TASK INSTRUCTIONS >> Can you convert every item below into a Markdown table with the columns Row and Item line, numbering each line and leaving out blank lines and the pictures?

INPUT ROWS >>
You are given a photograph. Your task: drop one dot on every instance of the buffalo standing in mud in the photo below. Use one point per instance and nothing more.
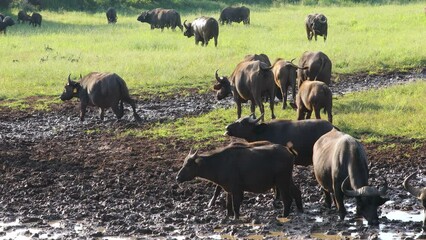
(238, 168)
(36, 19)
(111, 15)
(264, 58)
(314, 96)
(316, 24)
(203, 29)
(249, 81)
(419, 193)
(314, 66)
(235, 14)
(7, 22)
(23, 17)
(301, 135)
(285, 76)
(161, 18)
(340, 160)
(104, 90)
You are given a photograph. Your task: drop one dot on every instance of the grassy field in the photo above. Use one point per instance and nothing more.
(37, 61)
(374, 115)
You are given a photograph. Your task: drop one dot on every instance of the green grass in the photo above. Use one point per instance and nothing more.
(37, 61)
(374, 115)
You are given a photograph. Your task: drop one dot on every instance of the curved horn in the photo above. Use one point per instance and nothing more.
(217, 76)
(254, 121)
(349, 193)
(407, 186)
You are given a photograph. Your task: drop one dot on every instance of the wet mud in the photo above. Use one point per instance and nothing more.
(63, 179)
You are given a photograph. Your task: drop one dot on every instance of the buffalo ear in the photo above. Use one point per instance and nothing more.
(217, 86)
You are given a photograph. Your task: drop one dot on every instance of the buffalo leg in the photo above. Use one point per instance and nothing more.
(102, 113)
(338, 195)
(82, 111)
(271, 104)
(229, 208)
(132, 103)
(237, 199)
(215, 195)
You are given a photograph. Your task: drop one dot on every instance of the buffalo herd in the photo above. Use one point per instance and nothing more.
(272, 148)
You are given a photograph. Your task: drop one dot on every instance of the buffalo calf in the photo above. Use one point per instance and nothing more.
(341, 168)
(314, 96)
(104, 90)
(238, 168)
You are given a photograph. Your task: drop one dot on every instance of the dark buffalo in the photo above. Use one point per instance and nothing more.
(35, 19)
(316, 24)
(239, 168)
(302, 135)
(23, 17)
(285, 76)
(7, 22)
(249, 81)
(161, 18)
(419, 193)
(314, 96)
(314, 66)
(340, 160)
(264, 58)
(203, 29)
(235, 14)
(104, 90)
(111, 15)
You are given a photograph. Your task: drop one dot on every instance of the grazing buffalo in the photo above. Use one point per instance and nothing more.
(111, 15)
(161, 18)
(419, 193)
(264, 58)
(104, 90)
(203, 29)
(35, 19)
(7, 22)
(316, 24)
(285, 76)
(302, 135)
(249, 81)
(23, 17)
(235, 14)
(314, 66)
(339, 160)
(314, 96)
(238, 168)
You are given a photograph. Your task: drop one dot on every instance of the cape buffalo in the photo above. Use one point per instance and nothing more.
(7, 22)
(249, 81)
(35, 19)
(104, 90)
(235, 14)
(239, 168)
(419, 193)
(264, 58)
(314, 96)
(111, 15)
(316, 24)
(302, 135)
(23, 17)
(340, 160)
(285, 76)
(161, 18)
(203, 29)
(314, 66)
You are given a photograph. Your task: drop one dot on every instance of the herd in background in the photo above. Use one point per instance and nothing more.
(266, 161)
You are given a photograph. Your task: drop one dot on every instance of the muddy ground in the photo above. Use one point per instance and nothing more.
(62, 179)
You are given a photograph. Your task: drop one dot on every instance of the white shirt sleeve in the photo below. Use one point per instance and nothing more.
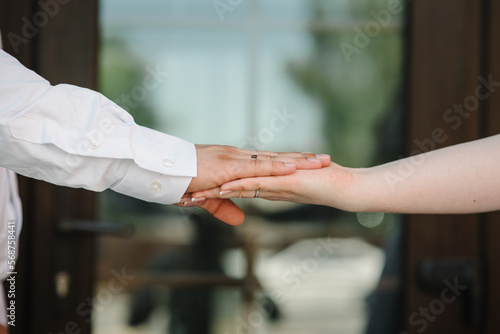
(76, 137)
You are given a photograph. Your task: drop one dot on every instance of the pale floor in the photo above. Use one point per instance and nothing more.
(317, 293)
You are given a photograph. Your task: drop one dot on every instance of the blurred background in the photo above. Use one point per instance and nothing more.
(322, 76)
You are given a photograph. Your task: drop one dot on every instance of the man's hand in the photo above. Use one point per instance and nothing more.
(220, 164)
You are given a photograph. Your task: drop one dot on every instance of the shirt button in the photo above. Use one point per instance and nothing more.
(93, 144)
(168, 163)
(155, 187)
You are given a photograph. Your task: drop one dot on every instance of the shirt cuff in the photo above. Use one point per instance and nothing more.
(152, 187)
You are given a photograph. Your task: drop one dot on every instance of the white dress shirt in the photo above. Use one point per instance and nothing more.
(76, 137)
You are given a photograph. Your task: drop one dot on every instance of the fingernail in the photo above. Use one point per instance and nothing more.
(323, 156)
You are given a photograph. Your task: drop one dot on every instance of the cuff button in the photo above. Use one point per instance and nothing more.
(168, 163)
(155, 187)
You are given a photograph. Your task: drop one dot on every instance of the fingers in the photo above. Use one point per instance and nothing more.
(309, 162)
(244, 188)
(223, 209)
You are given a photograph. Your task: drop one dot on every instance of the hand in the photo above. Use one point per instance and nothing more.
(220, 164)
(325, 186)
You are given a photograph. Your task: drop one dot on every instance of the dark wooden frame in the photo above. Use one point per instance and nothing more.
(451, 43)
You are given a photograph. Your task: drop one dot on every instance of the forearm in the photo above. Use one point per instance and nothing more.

ANSWER TO THIS EXERCISE >>
| Row | Item line |
|---|---|
| 1 | You are given a photograph. Your task: drop one dot on every instance of the buffalo standing in mud in the photo below. Use one point per instance and nothing more. |
| 2 | (238, 168) |
| 3 | (36, 19) |
| 4 | (111, 15) |
| 5 | (264, 58) |
| 6 | (314, 96) |
| 7 | (316, 24) |
| 8 | (203, 29) |
| 9 | (249, 81) |
| 10 | (419, 193) |
| 11 | (314, 66) |
| 12 | (235, 14) |
| 13 | (7, 22) |
| 14 | (23, 17) |
| 15 | (301, 135) |
| 16 | (285, 76) |
| 17 | (161, 18) |
| 18 | (340, 160) |
| 19 | (104, 90) |
| 20 | You are given a photograph. Your task: drop one dot on every instance of the grassy field in the photo above. Use one point per instance and nothing more. |
| 21 | (37, 61) |
| 22 | (374, 115) |
| 23 | You are given a photograph. Your task: drop one dot on every instance of the green grass in the photo above. Use one point per instance and nothing more. |
| 24 | (37, 61) |
| 25 | (374, 115) |
| 26 | You are given a photograph. Your task: drop one dot on every instance of the curved horn in the photo above. Use one point per instance and nothing more. |
| 27 | (217, 76) |
| 28 | (254, 121) |
| 29 | (349, 193) |
| 30 | (407, 186) |
| 31 | You are given a photograph. Your task: drop one dot on every instance of the wet mud in the photo above. Use one point per instance and nothing more. |
| 32 | (63, 179) |
| 33 | You are given a photograph. Your task: drop one dot on every instance of the buffalo ear in the photo above. Use one point per instance and nothing more. |
| 34 | (217, 86) |
| 35 | You are given a photograph. Your task: drop one dot on every instance of the buffalo leg in the photo above. Use one point per instance and nothing more. |
| 36 | (102, 113) |
| 37 | (338, 195) |
| 38 | (82, 111) |
| 39 | (271, 104) |
| 40 | (229, 208) |
| 41 | (132, 103) |
| 42 | (237, 199) |
| 43 | (215, 195) |
| 44 | You are given a photograph. Your task: drop one dot on every instance of the buffalo herd in the photo above. Use one point per instance and nothing more. |
| 45 | (272, 148) |
| 46 | You are given a photograph. Your task: drop one dot on every instance of the buffalo calf in the photo above. Use one point per instance and nothing more. |
| 47 | (341, 168) |
| 48 | (314, 96) |
| 49 | (104, 90) |
| 50 | (238, 168) |
| 51 | You are given a photograph. Your task: drop one dot on every instance of the dark buffalo in the photo above. Use one point per instance and nothing more. |
| 52 | (35, 19) |
| 53 | (316, 24) |
| 54 | (239, 168) |
| 55 | (302, 135) |
| 56 | (23, 17) |
| 57 | (285, 76) |
| 58 | (7, 22) |
| 59 | (249, 81) |
| 60 | (161, 18) |
| 61 | (419, 193) |
| 62 | (314, 96) |
| 63 | (314, 66) |
| 64 | (340, 160) |
| 65 | (264, 58) |
| 66 | (203, 29) |
| 67 | (235, 14) |
| 68 | (104, 90) |
| 69 | (111, 15) |
| 70 | You are given a photograph. Your task: drop one dot on every instance of the grazing buffalo in the photo above. Use one point per instance and nothing more. |
| 71 | (111, 15) |
| 72 | (161, 18) |
| 73 | (419, 193) |
| 74 | (264, 58) |
| 75 | (104, 90) |
| 76 | (203, 29) |
| 77 | (35, 19) |
| 78 | (7, 22) |
| 79 | (316, 24) |
| 80 | (285, 76) |
| 81 | (302, 135) |
| 82 | (249, 81) |
| 83 | (23, 17) |
| 84 | (235, 14) |
| 85 | (314, 66) |
| 86 | (339, 160) |
| 87 | (314, 96) |
| 88 | (238, 168) |
| 89 | You are given a photograph. Your task: drop one dot on every instance of the cape buffalo in the photo above. Use one point per instance and nothing more. |
| 90 | (7, 22) |
| 91 | (249, 81) |
| 92 | (35, 19) |
| 93 | (104, 90) |
| 94 | (235, 14) |
| 95 | (239, 168) |
| 96 | (419, 193) |
| 97 | (264, 58) |
| 98 | (314, 96) |
| 99 | (111, 15) |
| 100 | (316, 24) |
| 101 | (302, 135) |
| 102 | (23, 17) |
| 103 | (340, 160) |
| 104 | (285, 76) |
| 105 | (161, 18) |
| 106 | (203, 29) |
| 107 | (314, 66) |
| 108 | You are given a photograph. Your task: drop one dot on every instance of the herd in background in the photo above. Use one point per instance and nothing more. |
| 109 | (266, 161) |
| 110 | You are given a photograph. Your task: drop one dot on every instance of the muddy ground in the photo above. Use one point per instance and nothing more. |
| 111 | (62, 179) |
| 112 | You are given a photograph. Your task: drop one dot on every instance of the white shirt sleeve in the photo below. Use one point per instance and nothing more. |
| 113 | (76, 137) |
| 114 | You are given a photograph. Your task: drop one dot on every instance of the pale floor in the photo above. Use one point per instance and nothing more. |
| 115 | (317, 293) |
| 116 | You are given a photograph. Your task: drop one dot on every instance of the blurred background in the photo above. Use one point per instance and nothing more. |
| 117 | (322, 76) |
| 118 | You are given a photograph. Your task: drop one dot on every instance of the man's hand in the photo above. Use one point per instance and nothing more. |
| 119 | (220, 164) |
| 120 | You are given a photograph. Your task: drop one dot on every instance of the shirt button in the photo above. Use one point per instance and nothing more. |
| 121 | (93, 144) |
| 122 | (168, 163) |
| 123 | (155, 187) |
| 124 | You are given a photograph. Your task: drop one dot on every instance of the shirt cuff in the photo above. Use one point per instance and nothing more. |
| 125 | (152, 187) |
| 126 | You are given a photograph. Your task: drop one dot on every instance of the white dress shirt in the photo above. Use one point per instance and nothing more. |
| 127 | (76, 137) |
| 128 | You are given a photograph. Your task: drop one dot on every instance of the fingernail in the photo above. Use one point per instance and nothing more. |
| 129 | (323, 156) |
| 130 | You are given a photograph. Your task: drop one dot on every instance of the cuff button in the photo above. Use one point per instance and nothing more. |
| 131 | (168, 163) |
| 132 | (155, 187) |
| 133 | You are given a photograph. Your task: drop one dot on every instance of the fingers in the photo above. Use one point per instance and nothing more. |
| 134 | (309, 162) |
| 135 | (244, 188) |
| 136 | (223, 209) |
| 137 | You are given a photograph. Your task: drop one dot on every instance of the hand in the photo above. Use one point per instance and nothing more. |
| 138 | (220, 164) |
| 139 | (325, 186) |
| 140 | You are given a photograph. Your task: drop one dot on every instance of the dark wooden frame in the photo above. Use one point per instance and nothing more. |
| 141 | (451, 43) |
| 142 | You are given a photograph. Your task: drop one dot on every instance of the forearm in the photo above. Use one point per instance and nothing more. |